- [Work required]: Your answer must be an exact repetition of every record.

- [Data supplied]:
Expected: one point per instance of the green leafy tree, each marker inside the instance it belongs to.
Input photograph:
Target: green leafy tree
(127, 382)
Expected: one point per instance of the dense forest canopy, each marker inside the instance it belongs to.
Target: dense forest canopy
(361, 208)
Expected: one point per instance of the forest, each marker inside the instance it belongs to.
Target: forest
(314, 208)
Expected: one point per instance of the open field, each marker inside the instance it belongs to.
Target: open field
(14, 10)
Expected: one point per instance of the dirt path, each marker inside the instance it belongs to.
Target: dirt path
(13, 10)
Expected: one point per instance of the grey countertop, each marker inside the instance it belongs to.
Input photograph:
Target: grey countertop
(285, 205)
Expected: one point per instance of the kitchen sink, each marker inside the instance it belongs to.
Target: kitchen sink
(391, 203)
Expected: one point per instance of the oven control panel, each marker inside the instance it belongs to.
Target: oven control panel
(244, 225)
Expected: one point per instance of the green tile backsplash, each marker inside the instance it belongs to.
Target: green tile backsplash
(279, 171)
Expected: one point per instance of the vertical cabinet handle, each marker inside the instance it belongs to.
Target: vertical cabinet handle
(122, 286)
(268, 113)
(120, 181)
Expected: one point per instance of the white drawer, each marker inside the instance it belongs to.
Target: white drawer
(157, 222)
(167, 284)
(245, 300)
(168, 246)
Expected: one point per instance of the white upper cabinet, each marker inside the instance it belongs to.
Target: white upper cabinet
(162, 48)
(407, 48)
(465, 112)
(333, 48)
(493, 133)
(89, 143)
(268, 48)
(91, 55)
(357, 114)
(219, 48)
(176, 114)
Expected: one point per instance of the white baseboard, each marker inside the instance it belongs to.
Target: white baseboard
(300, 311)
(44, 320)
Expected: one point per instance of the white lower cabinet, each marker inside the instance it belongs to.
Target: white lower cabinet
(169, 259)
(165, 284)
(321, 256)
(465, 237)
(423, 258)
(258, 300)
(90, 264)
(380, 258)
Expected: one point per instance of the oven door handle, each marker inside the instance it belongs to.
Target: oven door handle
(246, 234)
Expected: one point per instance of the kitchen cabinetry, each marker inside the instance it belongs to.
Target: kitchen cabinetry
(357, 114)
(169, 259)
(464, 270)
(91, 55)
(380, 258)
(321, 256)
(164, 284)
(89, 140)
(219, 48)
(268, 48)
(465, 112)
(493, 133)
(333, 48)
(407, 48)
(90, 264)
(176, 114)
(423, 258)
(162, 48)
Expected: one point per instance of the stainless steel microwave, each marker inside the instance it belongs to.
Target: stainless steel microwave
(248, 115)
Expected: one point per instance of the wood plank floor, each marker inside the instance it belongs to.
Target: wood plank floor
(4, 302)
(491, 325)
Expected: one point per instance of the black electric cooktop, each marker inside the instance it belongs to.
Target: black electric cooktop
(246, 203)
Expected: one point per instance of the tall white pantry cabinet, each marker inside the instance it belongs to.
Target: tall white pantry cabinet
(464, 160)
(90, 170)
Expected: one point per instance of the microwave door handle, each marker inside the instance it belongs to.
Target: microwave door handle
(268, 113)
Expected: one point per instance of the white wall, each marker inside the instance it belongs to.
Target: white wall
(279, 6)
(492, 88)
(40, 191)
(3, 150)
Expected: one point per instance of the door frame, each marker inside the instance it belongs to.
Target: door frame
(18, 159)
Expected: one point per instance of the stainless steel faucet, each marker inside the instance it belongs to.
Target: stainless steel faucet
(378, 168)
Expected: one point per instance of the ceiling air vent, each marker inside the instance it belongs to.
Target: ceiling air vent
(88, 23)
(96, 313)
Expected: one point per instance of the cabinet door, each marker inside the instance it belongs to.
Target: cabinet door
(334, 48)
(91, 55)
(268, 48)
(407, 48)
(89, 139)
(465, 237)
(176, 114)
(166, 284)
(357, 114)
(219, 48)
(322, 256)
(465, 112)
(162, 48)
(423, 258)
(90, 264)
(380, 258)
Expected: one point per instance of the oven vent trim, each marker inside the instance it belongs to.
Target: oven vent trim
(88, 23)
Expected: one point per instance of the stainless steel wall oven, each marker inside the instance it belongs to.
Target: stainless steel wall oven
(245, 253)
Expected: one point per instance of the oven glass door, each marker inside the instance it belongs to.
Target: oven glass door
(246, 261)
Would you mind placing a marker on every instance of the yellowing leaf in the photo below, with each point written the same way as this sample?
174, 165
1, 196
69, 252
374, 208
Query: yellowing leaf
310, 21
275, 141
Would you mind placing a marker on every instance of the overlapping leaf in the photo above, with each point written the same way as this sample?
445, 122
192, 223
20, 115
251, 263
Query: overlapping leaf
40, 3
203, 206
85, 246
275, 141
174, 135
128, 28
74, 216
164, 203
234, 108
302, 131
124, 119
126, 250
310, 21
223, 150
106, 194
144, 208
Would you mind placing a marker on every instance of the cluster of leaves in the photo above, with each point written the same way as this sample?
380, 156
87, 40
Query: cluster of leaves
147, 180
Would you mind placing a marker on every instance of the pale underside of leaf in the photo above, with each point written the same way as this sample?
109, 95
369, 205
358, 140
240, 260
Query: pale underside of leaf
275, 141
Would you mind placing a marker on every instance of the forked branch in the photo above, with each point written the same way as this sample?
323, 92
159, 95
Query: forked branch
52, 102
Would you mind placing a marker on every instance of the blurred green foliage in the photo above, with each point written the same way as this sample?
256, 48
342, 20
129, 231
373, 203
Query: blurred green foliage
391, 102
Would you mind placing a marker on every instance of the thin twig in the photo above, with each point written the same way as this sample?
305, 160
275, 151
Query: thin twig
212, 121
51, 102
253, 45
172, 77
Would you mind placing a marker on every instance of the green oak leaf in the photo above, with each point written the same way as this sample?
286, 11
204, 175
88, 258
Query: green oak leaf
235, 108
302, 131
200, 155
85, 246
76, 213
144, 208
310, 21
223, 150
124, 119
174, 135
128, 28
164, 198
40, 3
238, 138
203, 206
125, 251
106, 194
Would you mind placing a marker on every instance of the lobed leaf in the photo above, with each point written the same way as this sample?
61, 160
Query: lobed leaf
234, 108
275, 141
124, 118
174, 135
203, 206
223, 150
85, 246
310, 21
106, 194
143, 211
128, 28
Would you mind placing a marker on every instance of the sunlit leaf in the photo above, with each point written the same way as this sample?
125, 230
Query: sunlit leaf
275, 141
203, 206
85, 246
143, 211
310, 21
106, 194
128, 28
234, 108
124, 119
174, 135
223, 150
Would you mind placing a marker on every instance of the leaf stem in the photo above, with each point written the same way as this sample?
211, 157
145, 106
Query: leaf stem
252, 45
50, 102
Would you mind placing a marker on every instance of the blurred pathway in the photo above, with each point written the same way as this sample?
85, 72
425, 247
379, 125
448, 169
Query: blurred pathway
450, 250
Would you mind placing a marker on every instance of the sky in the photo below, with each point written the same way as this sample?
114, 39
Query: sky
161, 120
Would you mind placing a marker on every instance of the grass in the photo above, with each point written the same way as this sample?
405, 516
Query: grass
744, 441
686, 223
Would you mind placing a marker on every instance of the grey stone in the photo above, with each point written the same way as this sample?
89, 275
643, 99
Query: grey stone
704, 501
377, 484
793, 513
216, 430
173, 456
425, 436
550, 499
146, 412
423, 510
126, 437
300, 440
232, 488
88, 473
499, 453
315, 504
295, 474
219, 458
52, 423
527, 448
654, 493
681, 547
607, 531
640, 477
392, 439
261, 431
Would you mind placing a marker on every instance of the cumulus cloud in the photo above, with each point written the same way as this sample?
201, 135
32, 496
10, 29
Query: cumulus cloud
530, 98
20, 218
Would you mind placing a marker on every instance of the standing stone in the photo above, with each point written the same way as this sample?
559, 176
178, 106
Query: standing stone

- [Written solution]:
Expected: one point per instance of the green leafy tree, each marker inside the instance it belongs to.
Input photograph:
Target: green leafy tree
(127, 382)
Expected: one point per instance of the dense forest canopy, each marker inside the instance it belongs to.
Target: dense forest canopy
(361, 208)
Expected: one point per instance of the forest, each marker inside the instance it belongs to.
Target: forest
(314, 208)
Expected: one point per instance of the open field, each marker inside the instance it belongs to.
Target: open field
(14, 10)
Expected: one point per instance of the dirt path, each marker inside the instance it belongs to.
Target: dirt path
(13, 10)
Expected: one point per instance of the grey countertop, each marker inside the instance it belongs to.
Input photograph:
Target: grey countertop
(285, 205)
Expected: one point per instance of the kitchen sink, each marker inside the instance it belongs to.
Target: kitchen sink
(391, 203)
Expected: one point per instance of the oven control panel, each marker inside the instance it belongs to.
Target: oven control panel
(244, 225)
Expected: one point per instance of the green tile backsplash, each marker inside the instance it belongs to.
Target: green tile backsplash
(279, 171)
Expected: one point per instance of the vertical cabinet handle, each marker inside the instance it belongs to.
Target: vertical cabinet handle
(122, 286)
(268, 113)
(120, 181)
Expected: one point per instance of the white drawer, each marker inside the instance it belongs to.
Target: white drawer
(157, 222)
(167, 284)
(245, 300)
(168, 246)
Expected: one point per instance of the white upper cabinet, each marker inside the instance it belongs to.
Target: white upper cabinet
(162, 48)
(407, 48)
(465, 112)
(333, 48)
(493, 133)
(89, 143)
(268, 48)
(91, 55)
(357, 114)
(219, 48)
(176, 114)
Expected: one point per instance of the white baseboard, each marker inside the instance it belongs to.
Target: white baseboard
(300, 311)
(44, 320)
Expected: one point per instance of the white lower cabinet, each marker inside the instance it belongs to.
Target: white lower cabinet
(169, 259)
(165, 284)
(321, 256)
(465, 237)
(423, 258)
(258, 300)
(90, 264)
(380, 258)
Expected: one point per instance of the oven door handle, each marker inside the instance it belongs to.
Target: oven door handle
(246, 234)
Expected: one point per instance of the kitchen cabinetry, each marker inside the instance it belongs to.
Target: kitchen cabinetry
(357, 114)
(169, 259)
(464, 270)
(91, 55)
(380, 258)
(321, 256)
(164, 284)
(89, 140)
(219, 48)
(268, 48)
(465, 112)
(493, 133)
(333, 48)
(407, 48)
(90, 264)
(176, 114)
(423, 258)
(162, 48)
Expected: one point per instance of the stainless steel microwave, each marker inside the instance it belongs to.
Target: stainless steel microwave
(248, 115)
Expected: one point per instance of the wood plank floor, each marker inside the instance it belongs to.
Target: wood plank floor
(4, 302)
(491, 325)
Expected: one point per instance of the black electric cooktop, each marker inside the instance it belongs to.
Target: black electric cooktop
(246, 203)
Expected: one point per instance of the tall white pantry cabinet, each marker inside the instance it belongs to.
Target: tall white pantry cabinet
(464, 160)
(90, 170)
Expected: one point per instance of the microwave door handle, each marker inside the instance it belongs to.
Target: microwave door handle
(268, 113)
Expected: one point per instance of the white wall, each marker inside the instance it belongs to.
Target: white wall
(279, 6)
(492, 88)
(40, 191)
(3, 150)
Expected: one point per instance of the door frame, each marker inside the instance it belongs to.
Target: door frame
(18, 159)
Expected: one point per instance of the stainless steel faucet, each marker inside the instance it belongs to.
Target: stainless steel faucet
(378, 168)
Expected: one point per instance of the ceiling air vent, each marker inside the instance it belongs to.
Target: ceiling air vent
(88, 23)
(96, 313)
Expected: one point per instance of the cabinet door, each marker inside the instance it belongs to.
Target: cabinet door
(334, 48)
(91, 55)
(268, 48)
(407, 48)
(89, 139)
(465, 237)
(176, 114)
(166, 284)
(357, 114)
(219, 48)
(322, 256)
(465, 112)
(162, 48)
(423, 258)
(90, 264)
(380, 258)
Expected: one point per instance of the oven vent trim, each marker inside the instance it belongs to.
Target: oven vent trim
(88, 23)
Expected: one point per instance of the stainless steel wall oven, each marker inside the instance it belongs to.
Target: stainless steel wall oven
(245, 253)
Expected: one point per instance of the oven glass door, each marker inside the instance it belongs to.
Target: oven glass door
(246, 261)
Would you mind placing a marker on every instance of the yellowing leaf in the photo below, with each point written the same way as this sample?
174, 165
1, 196
69, 252
374, 208
Query: yellowing leaf
310, 21
275, 141
Would you mind placing a marker on every instance of the overlapping leaf in the photo above, with each point written the same way as this sample?
445, 122
192, 223
20, 115
251, 263
Query: overlapping leaf
40, 3
203, 206
85, 246
275, 141
174, 135
128, 28
74, 216
164, 203
234, 108
302, 131
124, 119
126, 250
310, 21
223, 150
106, 194
144, 208
Would you mind placing a marker on every instance of the cluster of leaves in the photo above, with each point written the same way as this sample?
380, 156
87, 40
Query: cluster of leaves
147, 180
Would you mind placing a marker on every instance of the pale underside of leaf in the photo above, with each point written the same way as this sample?
109, 95
369, 205
358, 140
240, 260
Query: pale underside of leaf
275, 141
Would you mind placing a marker on every instance of the forked branch in the photo above, with each point written the same way as this sample?
323, 92
159, 95
Query: forked branch
52, 102
Would you mind placing a marker on every instance of the blurred green foliage in the photo above, with each point written the same way as this sample?
256, 48
342, 20
129, 231
373, 203
Query: blurred green foliage
391, 102
Would you mind placing a marker on every instance of the thin twig in the photo above, with each point written the same way as this sample?
305, 160
275, 151
Query: thin twig
212, 121
51, 102
253, 45
172, 77
Would you mind placing a marker on every instance of the green oak leaf in the photo above, with each point written the same way as this sample?
286, 11
204, 175
88, 258
Query: green oak leaf
235, 108
302, 131
200, 155
85, 246
76, 213
144, 208
310, 21
223, 150
124, 119
174, 135
128, 28
164, 198
40, 3
238, 138
203, 206
125, 251
106, 194
Would you mind placing a marker on every instance of the lobed leaf in the photo above, with each point written the same way as this sample?
61, 160
Query: lobed leaf
234, 108
275, 141
124, 118
174, 135
203, 206
223, 150
85, 246
310, 21
106, 194
143, 211
128, 28
Would you mind placing a marker on every instance of the sunlit leaf in the photo above, with each point written the same way as this sample?
125, 230
Query: sunlit leaf
275, 141
203, 206
85, 246
143, 211
310, 21
106, 194
128, 28
234, 108
124, 119
174, 135
223, 150
Would you mind placing a marker on every instance of the leaf stem in the photo above, with each point written the same way as this sample?
211, 157
145, 106
Query: leaf stem
252, 45
50, 102
Would you mind placing a marker on every instance of the blurred pathway in the photo above, with each point written the same way as this sample?
85, 72
425, 247
379, 125
448, 169
Query: blurred pathway
450, 250
Would you mind placing a marker on every instance of the sky in the photo below, with each point written the same way as this sample?
114, 39
Query: sky
161, 120
Would you mind placing a marker on every instance of the grass in the photo above, with each point written the same way as this sample?
405, 516
Query: grass
744, 441
686, 223
Would you mind placing a marker on every instance of the grey stone in the photo above, with each point written the same way as this sample?
89, 275
643, 99
Query: grey stone
704, 501
377, 484
793, 513
216, 430
173, 456
425, 436
550, 499
146, 412
423, 510
126, 437
300, 440
232, 488
88, 473
499, 453
315, 504
295, 474
219, 458
52, 423
527, 448
654, 493
681, 547
607, 531
640, 477
392, 439
261, 431
Would you mind placing a marker on every instance of the cumulus cloud in the photo above, with each point written the same way as this sample?
201, 135
32, 496
10, 29
Query: cumulus cloud
530, 98
20, 218
Would you mind placing a marker on every instance of the standing stone in the photo above, with each point written the same way as this sample?
559, 176
178, 106
Query: standing stone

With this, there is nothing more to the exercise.